Reproduisez fidèlement le passage du compte rendu de concert qui commence à « Jeudi soir à » et se termine à « composé de connaisseurs. ».

===== Texte fourni =====

Signé : Cazengler, baba King
B.B. King. Disparu le 14 mai 2015
B.B. King. Live At The Regal. ABC 1965
Mike Figgis. Red White And Blues. The Blues, A Musical Journey Vol 5. DVD 2004
FONTAINEBLEAU –21 / 05 / 15
PUB LE GLASGOW
SPUNYBOYS
Pour Léa et Patrick,
L'est des jours où le malheur fond sur sur vous comme l'aigle cruel sur la pauvre souris innocente. Jugez-en plutôt par vous-mêmes. J'étais tranquille chez moi, les pieds sur la table, le verre de scotch à portée de la main, le havane au coin de la bouche, Eddie Cochran sur la platine. Le bonheur ! Qui ne dure jamais longtemps ! La porte s'est ouverte et ce fut le déferlement, les Cimbres et les Teutons ravageant le couloir rhodanien, les Wisigoths s'emparant de Toulouse, les Vandales déferlant sur la Gaule, les hordes Hunique ravageant l'Europe. En fait ce fut plus terrible que tout cela. Certes c'étaient des amis, mais des jazzeux qui illico se mirent à souffler dans leurs cornets maudits. Et personne à l'horizon pour m'extirper de cette engeance jazzistique fléautique. J'étais donc délaissé par les dieux, et le monde entier ne se souciait guère de sauver le rocker Damie. J'allais succomber, lorsque au loin – comme dans les westerns de John Wayne – retentit le clairon du Septième de Cavalerie. Les dieux du rock avaient eu pitié de moi ! Ce n'était pas une escouade de cavaliers fringants qui volaient à mon secours mais le Grand Phil qui klaxonnait comme un malade devant le portail. Dépêche ! hurla-t-il, il y a les Spuny qui passent au Glasgow ! J'accourus et c'est ainsi que j'échappais à une super jazz home party. Ce n'est pas que je n'aime pas le jazz, c'est que je préfère le rock and roll.
Jeudi soir à Fontainebleau. Vingt et une heure. Du monde partout, ça se balade dans tous les coins, les terrasses des restaux sont archibondées, drôle de contraste avec Provins. L'on a même l'insigne honneur de rencontrer Leslie des Jallies et sa copine Anaïs, bien entendu venues pour les Spuny... Le Glagow est encore vide mais l'on reconnaît – quel hasard – un groupe de fans rencontrés aux Loners. Sont en train de raconter la folle exhibition des Hot Chikens du samedi précédent ( voir KR'TNT 236 ). Rien à dire, ce soir le public sera en partie composé de connaisseurs.
ROCK ON !

===== Données fournies =====

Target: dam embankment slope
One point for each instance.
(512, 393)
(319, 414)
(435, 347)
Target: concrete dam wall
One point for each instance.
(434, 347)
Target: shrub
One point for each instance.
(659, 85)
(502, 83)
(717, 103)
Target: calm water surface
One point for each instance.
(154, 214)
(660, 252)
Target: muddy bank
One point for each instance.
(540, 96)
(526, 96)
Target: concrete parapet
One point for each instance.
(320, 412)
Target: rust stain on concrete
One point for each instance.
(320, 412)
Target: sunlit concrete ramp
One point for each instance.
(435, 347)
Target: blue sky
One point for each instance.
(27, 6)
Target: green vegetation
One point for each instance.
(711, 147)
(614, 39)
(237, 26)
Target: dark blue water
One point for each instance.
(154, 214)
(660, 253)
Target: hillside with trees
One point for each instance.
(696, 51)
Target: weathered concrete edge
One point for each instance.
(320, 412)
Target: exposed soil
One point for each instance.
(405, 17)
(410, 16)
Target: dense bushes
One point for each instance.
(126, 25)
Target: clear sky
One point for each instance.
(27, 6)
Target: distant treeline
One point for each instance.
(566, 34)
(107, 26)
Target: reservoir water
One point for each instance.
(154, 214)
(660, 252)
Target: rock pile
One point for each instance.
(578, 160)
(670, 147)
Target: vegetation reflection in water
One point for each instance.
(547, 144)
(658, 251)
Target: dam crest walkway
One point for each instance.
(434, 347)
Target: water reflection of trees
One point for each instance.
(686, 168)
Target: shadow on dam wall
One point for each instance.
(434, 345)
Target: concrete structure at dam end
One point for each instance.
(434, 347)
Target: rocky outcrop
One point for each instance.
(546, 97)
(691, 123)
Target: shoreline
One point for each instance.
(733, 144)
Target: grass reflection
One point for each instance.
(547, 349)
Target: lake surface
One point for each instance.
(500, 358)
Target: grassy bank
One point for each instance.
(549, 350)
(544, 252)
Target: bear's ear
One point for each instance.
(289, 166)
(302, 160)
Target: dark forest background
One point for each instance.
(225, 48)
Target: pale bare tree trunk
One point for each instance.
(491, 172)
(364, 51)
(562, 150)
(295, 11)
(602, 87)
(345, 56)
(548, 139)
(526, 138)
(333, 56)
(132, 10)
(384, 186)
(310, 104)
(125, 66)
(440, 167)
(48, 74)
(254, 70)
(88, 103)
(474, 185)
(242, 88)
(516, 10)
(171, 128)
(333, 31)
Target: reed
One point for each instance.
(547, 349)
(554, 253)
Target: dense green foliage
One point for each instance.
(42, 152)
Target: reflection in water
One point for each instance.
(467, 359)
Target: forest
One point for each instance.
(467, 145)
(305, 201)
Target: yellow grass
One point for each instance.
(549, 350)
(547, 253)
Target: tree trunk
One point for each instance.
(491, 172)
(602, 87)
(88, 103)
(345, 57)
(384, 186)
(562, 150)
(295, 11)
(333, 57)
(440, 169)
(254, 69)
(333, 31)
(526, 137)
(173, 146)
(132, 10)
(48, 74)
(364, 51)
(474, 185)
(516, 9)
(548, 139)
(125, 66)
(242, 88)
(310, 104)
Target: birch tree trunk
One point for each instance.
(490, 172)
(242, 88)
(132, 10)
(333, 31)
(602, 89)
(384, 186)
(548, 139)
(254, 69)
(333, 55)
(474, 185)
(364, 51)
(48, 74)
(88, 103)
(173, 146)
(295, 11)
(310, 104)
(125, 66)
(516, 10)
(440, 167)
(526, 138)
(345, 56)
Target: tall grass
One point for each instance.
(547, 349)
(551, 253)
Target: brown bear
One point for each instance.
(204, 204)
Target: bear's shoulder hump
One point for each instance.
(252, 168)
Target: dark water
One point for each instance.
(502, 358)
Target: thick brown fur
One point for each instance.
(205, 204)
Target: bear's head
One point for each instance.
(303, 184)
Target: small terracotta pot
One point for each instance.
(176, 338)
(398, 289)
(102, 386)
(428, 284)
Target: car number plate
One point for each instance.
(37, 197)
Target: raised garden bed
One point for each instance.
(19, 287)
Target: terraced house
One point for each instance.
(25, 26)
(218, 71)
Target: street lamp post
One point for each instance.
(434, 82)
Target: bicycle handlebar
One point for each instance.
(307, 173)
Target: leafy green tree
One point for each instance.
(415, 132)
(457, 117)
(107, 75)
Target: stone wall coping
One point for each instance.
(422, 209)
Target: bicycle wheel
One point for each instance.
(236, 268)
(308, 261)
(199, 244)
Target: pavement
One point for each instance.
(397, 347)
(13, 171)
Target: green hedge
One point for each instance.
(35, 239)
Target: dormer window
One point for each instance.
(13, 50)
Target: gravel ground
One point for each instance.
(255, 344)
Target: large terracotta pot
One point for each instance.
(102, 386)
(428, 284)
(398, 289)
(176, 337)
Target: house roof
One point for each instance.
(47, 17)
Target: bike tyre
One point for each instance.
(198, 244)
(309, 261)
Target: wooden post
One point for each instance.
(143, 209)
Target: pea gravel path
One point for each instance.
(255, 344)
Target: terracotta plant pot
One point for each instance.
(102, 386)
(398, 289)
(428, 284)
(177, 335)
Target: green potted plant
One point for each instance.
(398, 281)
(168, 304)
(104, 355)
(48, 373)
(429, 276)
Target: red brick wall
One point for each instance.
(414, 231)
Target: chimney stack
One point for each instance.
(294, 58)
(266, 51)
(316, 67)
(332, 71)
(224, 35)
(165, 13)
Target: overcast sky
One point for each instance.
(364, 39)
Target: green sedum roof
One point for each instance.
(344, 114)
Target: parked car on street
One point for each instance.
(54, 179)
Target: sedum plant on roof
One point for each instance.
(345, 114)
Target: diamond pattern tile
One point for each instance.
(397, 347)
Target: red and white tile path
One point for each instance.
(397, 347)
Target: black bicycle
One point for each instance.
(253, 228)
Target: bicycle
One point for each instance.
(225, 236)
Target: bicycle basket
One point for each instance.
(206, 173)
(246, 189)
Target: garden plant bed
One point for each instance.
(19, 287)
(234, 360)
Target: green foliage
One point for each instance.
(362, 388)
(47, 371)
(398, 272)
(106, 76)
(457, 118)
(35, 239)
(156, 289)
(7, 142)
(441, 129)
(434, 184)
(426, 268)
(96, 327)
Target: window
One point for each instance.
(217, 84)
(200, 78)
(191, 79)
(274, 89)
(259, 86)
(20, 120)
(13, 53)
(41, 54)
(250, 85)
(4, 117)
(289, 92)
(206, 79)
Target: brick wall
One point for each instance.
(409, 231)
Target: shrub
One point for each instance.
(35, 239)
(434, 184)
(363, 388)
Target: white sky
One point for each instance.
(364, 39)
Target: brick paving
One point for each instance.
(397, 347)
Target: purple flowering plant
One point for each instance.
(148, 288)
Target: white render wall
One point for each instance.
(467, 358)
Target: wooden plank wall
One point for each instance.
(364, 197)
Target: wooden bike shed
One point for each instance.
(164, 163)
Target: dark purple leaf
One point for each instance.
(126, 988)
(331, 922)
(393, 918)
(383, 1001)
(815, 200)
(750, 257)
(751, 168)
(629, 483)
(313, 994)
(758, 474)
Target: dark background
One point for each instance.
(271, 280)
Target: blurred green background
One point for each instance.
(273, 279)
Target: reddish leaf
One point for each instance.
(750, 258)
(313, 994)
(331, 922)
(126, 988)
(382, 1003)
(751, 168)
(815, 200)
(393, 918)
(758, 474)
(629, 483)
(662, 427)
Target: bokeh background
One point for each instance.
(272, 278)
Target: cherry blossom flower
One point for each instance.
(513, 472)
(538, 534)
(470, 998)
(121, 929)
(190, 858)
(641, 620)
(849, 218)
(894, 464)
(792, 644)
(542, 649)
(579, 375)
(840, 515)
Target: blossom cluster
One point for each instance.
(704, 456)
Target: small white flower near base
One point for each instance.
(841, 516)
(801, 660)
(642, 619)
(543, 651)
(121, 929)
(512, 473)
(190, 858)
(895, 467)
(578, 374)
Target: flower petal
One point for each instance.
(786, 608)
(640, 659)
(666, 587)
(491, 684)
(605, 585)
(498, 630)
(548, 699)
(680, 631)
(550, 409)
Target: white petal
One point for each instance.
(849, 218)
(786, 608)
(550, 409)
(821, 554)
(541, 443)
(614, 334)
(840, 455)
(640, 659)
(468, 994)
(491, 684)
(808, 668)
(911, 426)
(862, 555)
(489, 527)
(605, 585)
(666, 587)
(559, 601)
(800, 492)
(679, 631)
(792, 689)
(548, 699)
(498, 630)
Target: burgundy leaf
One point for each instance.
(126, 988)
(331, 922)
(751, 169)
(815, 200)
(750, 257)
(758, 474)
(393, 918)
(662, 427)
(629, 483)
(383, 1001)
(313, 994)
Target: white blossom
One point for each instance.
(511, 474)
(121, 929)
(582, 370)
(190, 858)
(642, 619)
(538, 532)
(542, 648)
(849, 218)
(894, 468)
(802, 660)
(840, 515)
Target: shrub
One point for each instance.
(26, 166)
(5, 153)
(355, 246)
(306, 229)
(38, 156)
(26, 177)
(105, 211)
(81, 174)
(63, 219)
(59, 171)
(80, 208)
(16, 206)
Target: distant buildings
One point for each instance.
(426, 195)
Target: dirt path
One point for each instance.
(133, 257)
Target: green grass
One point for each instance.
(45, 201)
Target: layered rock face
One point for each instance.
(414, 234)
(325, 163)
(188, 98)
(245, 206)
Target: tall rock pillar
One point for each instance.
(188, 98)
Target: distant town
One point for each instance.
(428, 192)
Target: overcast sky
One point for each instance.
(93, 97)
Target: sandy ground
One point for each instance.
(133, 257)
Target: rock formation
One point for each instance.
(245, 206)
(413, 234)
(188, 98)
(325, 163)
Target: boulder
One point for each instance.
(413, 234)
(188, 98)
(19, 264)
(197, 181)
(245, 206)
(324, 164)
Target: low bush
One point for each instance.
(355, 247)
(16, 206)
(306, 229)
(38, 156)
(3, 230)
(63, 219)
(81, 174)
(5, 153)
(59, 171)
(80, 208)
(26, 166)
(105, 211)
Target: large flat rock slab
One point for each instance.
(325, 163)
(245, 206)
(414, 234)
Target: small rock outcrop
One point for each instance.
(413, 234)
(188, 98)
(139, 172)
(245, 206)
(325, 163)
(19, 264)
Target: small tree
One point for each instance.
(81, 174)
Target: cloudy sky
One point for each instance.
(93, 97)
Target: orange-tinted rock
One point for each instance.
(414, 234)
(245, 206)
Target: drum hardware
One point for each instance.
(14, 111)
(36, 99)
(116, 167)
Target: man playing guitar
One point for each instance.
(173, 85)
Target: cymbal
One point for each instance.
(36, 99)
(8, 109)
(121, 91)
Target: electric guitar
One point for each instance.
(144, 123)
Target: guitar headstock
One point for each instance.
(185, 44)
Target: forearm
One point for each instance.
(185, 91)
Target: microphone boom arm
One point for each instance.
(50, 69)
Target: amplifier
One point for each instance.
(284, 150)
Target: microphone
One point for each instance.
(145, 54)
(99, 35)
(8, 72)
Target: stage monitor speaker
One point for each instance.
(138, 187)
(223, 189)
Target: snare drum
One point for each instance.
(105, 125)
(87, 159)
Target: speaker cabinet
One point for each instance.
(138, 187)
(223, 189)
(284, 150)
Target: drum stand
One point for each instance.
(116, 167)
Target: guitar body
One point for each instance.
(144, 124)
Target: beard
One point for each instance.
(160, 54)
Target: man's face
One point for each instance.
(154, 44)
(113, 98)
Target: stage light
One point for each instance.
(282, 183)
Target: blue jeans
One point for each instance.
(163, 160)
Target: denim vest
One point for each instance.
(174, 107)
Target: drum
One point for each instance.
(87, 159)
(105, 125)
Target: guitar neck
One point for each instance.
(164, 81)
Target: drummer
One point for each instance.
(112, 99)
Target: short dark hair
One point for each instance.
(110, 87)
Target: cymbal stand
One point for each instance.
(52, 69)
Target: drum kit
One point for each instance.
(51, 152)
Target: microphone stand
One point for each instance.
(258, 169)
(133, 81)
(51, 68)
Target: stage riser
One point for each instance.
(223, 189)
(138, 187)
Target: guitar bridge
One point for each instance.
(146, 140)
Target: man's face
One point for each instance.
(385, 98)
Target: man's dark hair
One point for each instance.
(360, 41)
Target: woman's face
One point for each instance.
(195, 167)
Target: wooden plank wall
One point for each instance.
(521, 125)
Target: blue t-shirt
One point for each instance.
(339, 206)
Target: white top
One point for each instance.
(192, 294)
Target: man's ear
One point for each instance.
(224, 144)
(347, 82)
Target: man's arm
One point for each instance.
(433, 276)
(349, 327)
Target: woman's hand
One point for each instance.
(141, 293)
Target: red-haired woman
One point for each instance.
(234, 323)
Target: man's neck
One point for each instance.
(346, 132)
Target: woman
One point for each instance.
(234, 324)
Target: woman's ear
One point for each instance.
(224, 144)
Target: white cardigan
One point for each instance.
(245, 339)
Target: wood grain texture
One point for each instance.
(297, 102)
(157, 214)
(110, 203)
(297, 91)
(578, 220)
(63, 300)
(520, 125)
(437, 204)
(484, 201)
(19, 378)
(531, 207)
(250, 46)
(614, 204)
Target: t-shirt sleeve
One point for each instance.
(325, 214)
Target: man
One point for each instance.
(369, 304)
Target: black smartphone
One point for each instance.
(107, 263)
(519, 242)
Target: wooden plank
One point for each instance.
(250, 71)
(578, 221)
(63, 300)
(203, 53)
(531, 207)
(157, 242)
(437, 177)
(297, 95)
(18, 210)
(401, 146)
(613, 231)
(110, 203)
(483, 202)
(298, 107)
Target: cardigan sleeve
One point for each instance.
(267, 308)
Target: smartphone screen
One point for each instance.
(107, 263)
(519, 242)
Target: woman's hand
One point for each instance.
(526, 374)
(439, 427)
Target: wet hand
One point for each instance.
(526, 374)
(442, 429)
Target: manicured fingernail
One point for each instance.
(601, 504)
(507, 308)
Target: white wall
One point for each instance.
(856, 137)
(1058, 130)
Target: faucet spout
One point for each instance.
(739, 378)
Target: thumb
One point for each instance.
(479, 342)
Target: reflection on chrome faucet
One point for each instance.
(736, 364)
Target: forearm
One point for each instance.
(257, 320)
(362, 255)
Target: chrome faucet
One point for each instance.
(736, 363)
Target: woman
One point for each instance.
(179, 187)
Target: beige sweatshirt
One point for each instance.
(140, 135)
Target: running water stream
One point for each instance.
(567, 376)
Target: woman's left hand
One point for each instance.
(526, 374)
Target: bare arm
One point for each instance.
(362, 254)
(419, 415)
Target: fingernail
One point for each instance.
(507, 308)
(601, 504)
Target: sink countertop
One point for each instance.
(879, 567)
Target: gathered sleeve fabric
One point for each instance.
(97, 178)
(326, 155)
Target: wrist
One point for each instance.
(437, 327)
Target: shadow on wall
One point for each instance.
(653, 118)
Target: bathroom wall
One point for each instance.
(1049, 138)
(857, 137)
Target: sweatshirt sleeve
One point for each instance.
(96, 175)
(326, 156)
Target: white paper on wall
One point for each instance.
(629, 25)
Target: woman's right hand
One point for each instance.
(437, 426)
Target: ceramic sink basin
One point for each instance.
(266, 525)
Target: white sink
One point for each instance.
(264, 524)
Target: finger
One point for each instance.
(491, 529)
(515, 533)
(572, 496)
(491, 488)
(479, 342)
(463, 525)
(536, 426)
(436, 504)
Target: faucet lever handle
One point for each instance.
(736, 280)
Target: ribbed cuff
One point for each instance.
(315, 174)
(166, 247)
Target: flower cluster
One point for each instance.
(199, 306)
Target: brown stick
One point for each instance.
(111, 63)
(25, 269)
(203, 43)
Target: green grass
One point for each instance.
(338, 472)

=====

● **Corrigé de l'exercice**:
Jeudi soir à Fontainebleau. Vingt et une heure. Du monde partout, ça se balade dans tous les coins, les terrasses des restaux sont archibondées, drôle de contraste avec Provins. L'on a même l'insigne honneur de rencontrer Leslie des Jallies et sa copine Anaïs, bien entendu venues pour les Spuny... Le Glagow est encore vide mais l'on reconnaît – quel hasard – un groupe de fans rencontrés aux Loners. Sont en train de raconter la folle exhibition des Hot Chikens du samedi précédent ( voir KR'TNT 236 ). Rien à dire, ce soir le public sera en partie composé de connaisseurs.